_Questions_:
1. Rewrite the paragraph of the source extract that begins "The best known yardstick" as a short bulleted list that keeps its main facts.
2. Reproduce word for word the portion of the source extract between "Very often, this" and "chess or Go.", inclusive.

_Source extract_:
-*-*-

Do you know what is the common feature between designing a wing profile, managing a smart grid and controlling a network of radars? Or between deep learning, data mining and automated design? They all need algorithms to find the best solution to problems they are trying to solve.

Very often, this best solution is hidden among a huge number of less good ones —sometimes even more than the number of atoms in the whole universe! To find it, we need algorithms called "optimisation algorithms", which are ubiquitous to modern artificial intelligence (AI) tools.

The best known yardstick of performance in computers is Moore's Law, which has seen the emergence of increasingly powerful processors over the past 50 years. But while processors were getting 1,000 times faster, the algorithms driving the software running on them have got 43,000 times faster! Today, Moore's law no longer holds, and artificial intelligence algorithms are now able to defeat any human at our hardest games of chess or Go.

Efficient optimisation algorithms are key to future applications of AI, and progress in this domain can drive tremendous breakthroughs.

Thales is at the edge of the research in AI, investigating new computing architectures but also investing in algorithmics.

In particular, researchers from the Thales research centre and INRIA, using technology from the École Polytechnique, have been busy for three years trying to improve algorithms that tackle one of the most ubiquitous and hardest problem of AI: finding the best solution of an optimisation problem while having almost no clue about it.

-*-*-

Stored rows
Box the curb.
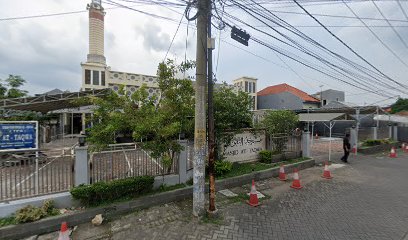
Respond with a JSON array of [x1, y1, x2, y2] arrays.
[[0, 159, 315, 239]]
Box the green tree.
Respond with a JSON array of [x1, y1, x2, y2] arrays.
[[260, 110, 299, 153], [391, 98, 408, 114], [0, 74, 28, 99], [85, 60, 194, 171], [214, 83, 252, 158]]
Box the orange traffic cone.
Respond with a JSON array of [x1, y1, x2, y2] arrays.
[[247, 180, 259, 207], [290, 168, 302, 189], [279, 165, 288, 181], [58, 222, 69, 240], [351, 144, 357, 153], [390, 147, 397, 158], [322, 162, 333, 179]]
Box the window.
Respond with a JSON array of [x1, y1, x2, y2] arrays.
[[85, 69, 91, 84], [92, 71, 99, 85], [101, 71, 105, 86]]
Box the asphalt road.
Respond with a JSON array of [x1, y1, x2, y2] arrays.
[[60, 151, 408, 240]]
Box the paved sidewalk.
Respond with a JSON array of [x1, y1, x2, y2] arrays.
[[39, 154, 408, 240]]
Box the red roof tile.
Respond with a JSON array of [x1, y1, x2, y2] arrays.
[[258, 83, 320, 102]]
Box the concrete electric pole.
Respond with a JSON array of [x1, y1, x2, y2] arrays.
[[207, 0, 216, 213], [193, 0, 209, 217]]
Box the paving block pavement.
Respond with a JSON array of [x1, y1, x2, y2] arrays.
[[39, 154, 408, 240]]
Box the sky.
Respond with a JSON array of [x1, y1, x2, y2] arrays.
[[0, 0, 408, 105]]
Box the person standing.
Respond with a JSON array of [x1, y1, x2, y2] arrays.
[[341, 133, 351, 163]]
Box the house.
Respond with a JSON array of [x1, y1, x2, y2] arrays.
[[233, 77, 258, 110], [312, 89, 345, 106], [257, 83, 320, 110]]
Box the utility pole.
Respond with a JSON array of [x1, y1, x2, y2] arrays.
[[207, 0, 216, 212], [193, 0, 208, 217]]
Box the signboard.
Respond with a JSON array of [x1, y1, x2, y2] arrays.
[[0, 121, 38, 152], [224, 132, 266, 162]]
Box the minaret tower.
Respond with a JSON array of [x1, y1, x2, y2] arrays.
[[81, 0, 107, 90]]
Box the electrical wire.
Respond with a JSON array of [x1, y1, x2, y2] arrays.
[[343, 1, 408, 67], [293, 0, 408, 88], [372, 0, 408, 48], [163, 12, 184, 62]]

-*-*-

_Answer section_:
1.
- Moore's Law is the best-known yardstick of computer performance. It has seen increasingly powerful processors emerge over the past 50 years.
- Processors became 1,000 times faster, and the algorithms driving the software on them became 43,000 times faster.
- Moore's law no longer holds.
- Artificial intelligence algorithms can now defeat any human at chess or Go.

2.
Very often, this best solution is hidden among a huge number of less good ones —sometimes even more than the number of atoms in the whole universe! To find it, we need algorithms called "optimisation algorithms", which are ubiquitous to modern artificial intelligence (AI) tools.

The best known yardstick of performance in computers is Moore's Law, which has seen the emergence of increasingly powerful processors over the past 50 years. But while processors were getting 1,000 times faster, the algorithms driving the software running on them have got 43,000 times faster! Today, Moore's law no longer holds, and artificial intelligence algorithms are now able to defeat any human at our hardest games of chess or Go.